**PROBLEM REQUIREMENTS**
Filter these records by the string "below", copying each line that holds it.

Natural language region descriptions
___
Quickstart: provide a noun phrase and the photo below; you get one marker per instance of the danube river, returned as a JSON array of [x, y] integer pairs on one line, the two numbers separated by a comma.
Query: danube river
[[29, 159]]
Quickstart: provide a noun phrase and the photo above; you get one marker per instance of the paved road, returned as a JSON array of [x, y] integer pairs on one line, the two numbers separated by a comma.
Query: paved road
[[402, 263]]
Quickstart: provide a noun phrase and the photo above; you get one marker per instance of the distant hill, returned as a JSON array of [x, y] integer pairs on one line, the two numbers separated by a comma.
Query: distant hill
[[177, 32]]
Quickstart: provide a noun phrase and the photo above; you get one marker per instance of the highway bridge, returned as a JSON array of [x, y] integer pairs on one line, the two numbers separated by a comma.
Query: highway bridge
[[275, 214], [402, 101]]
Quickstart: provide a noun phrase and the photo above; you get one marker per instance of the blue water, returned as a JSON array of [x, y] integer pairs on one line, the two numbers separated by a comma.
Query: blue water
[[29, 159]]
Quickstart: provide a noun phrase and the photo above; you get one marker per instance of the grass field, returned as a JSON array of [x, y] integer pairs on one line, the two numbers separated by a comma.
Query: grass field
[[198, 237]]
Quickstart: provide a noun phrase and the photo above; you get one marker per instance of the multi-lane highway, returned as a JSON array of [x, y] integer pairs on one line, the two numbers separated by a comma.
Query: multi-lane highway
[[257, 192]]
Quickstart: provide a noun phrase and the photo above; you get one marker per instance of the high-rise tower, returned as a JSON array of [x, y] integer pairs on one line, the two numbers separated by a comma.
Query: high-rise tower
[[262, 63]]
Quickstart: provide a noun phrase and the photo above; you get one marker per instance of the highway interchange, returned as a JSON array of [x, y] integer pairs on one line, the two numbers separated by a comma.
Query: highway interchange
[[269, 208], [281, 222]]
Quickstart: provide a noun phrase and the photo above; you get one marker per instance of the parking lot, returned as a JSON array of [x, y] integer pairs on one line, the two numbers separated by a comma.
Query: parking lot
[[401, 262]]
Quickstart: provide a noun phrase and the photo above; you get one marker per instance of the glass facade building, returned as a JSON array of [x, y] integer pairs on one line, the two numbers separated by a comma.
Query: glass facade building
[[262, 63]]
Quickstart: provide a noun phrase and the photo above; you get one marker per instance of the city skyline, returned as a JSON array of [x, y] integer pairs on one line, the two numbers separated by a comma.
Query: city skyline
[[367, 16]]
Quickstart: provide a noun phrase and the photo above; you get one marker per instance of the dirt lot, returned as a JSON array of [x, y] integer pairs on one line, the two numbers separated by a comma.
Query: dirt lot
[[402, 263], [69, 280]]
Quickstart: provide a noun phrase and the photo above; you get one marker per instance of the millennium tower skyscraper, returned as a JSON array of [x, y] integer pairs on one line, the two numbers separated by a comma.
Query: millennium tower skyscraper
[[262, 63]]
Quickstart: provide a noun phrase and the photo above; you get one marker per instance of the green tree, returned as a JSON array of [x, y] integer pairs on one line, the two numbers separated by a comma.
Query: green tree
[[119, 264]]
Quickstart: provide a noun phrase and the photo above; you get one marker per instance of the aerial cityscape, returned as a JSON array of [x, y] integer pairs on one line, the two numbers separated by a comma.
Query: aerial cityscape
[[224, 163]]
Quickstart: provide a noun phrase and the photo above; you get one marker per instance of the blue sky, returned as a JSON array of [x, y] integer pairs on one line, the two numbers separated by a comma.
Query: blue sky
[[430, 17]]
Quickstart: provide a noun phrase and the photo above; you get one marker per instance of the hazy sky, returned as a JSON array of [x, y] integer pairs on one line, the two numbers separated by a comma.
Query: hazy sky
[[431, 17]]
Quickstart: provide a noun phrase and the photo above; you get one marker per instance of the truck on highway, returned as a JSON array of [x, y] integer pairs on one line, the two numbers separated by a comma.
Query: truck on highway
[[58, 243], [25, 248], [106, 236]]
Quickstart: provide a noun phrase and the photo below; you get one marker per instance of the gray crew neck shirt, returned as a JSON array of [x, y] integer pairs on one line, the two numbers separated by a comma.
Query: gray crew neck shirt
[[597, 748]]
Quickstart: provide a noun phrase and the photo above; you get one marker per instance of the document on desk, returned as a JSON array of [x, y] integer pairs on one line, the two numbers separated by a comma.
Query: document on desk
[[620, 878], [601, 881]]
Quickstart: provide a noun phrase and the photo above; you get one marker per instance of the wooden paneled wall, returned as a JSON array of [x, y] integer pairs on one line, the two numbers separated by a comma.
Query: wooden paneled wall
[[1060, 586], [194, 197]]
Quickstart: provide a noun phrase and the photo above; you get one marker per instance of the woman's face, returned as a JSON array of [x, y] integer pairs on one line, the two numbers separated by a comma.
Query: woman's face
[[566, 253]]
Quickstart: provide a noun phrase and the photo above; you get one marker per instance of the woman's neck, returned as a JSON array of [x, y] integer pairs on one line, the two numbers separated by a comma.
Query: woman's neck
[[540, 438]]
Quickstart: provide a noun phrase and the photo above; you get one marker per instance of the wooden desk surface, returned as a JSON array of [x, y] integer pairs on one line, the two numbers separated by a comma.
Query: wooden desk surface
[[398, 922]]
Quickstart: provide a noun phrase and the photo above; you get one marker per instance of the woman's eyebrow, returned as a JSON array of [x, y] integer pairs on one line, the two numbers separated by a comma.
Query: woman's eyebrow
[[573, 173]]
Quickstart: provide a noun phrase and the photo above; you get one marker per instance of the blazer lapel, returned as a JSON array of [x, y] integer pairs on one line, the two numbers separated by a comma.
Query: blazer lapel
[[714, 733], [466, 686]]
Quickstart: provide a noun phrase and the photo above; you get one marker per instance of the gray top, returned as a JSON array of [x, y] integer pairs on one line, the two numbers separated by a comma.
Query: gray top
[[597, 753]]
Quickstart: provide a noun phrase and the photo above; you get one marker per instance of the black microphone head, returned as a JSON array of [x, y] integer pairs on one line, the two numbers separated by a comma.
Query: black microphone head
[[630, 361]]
___
**EXERCISE OUTPUT**
Quickstart: provide a noun phrase and the photo below; you get one marker per instance of the danube river, returned as a JSON array of [x, y] integer pairs on one line, the two numbers separated by a comma.
Quickstart: provide a noun phrase and the photo below; you get one marker per instance of the gray crew neck shirt, returned as a JSON array of [x, y] integer pairs on one line, the two numbers separated by a comma.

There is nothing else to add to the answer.